**Tugas**. Tolong sebutkan semua angka tahun yang muncul dalam artikel tentang pariwisata dan perdagangan satwa liar, sesuai urutan kemunculannya.

**Sumber**.
#

#
By I Nyoman Gede Maha Putra ST., MSc., Ph. D.
January 15, 2025
Pariwisata, Perdagangan Satwa Liar International dan (Ketidakefektifan) CITES
Industri pariwisata berpotensi menjadi pemain utama dalam perdagangan satwa liar ilegal, mengingat cinderamata ilegal sering dijual kepada wisatawan yang tidak mengetahui peraturan Konvensi Perdagangan Internasional Spesies Flora dan Fauna Liar yang Terancam Punah (CITES) serta status perlindungan spesies. Meskipun banyak spesies yang memiliki tingkat perlindungan tertentu, wisatawan sering kali tidak menyadari status perlindungan produk yang berasal dari spesies tersebut.
Perdagangan Satwa Liar Ilegal: Peran CITES dan Tantangan Penegakannya
Indonesia bergabung dengan UNWTO pada tahun 1975, sejak awal berdirinya, dan menjadi penandatangan CITES pada tahun 1978. CITES didirikan untuk mengatur perdagangan internasional satwa liar dengan tujuan memastikan bahwa perdagangan tersebut tidak merugikan populasi tumbuhan dan hewan liar yang diperdagangkan.

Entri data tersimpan

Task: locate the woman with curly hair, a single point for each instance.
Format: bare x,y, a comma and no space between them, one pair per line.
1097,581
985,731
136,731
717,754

**Jawaban yang Diharapkan**. 2025, 1975, 1978